-- Start of Exercise data --

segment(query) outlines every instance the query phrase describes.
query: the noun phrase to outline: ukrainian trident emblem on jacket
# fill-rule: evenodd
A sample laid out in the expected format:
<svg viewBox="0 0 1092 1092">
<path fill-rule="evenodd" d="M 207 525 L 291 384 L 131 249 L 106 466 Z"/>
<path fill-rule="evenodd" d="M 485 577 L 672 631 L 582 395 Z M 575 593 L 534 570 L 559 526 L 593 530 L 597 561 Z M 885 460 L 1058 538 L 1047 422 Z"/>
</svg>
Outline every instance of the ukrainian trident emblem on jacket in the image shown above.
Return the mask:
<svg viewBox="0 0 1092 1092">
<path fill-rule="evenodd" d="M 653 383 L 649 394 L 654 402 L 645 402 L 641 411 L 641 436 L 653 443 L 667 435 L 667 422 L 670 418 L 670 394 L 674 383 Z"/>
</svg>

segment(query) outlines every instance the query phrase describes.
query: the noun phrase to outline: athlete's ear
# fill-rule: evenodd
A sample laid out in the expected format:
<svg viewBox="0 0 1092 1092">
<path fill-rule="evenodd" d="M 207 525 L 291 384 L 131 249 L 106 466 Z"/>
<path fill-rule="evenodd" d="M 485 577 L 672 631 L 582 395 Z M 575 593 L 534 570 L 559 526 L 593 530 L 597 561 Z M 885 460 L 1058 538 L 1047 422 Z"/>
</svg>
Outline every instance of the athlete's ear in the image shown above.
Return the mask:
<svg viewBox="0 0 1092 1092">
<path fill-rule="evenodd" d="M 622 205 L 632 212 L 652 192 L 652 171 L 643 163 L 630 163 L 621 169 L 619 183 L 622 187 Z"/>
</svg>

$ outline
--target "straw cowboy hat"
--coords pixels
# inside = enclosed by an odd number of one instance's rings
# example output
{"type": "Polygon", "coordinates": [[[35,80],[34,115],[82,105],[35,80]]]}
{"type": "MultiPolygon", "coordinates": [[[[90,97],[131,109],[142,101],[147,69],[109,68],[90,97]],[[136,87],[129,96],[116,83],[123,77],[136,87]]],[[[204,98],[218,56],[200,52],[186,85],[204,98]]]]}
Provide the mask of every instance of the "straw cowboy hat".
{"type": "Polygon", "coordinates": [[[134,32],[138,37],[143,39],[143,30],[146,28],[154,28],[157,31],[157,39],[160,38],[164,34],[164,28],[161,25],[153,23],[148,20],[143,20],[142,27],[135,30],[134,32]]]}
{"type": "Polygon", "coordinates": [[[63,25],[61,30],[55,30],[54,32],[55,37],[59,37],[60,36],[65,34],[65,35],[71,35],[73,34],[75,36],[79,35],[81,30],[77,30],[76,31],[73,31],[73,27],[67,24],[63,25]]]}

-- End of Exercise data --

Problem details: How many lines in the rows above contain the string "trident"? Reply with the number alone.

The completed task: 2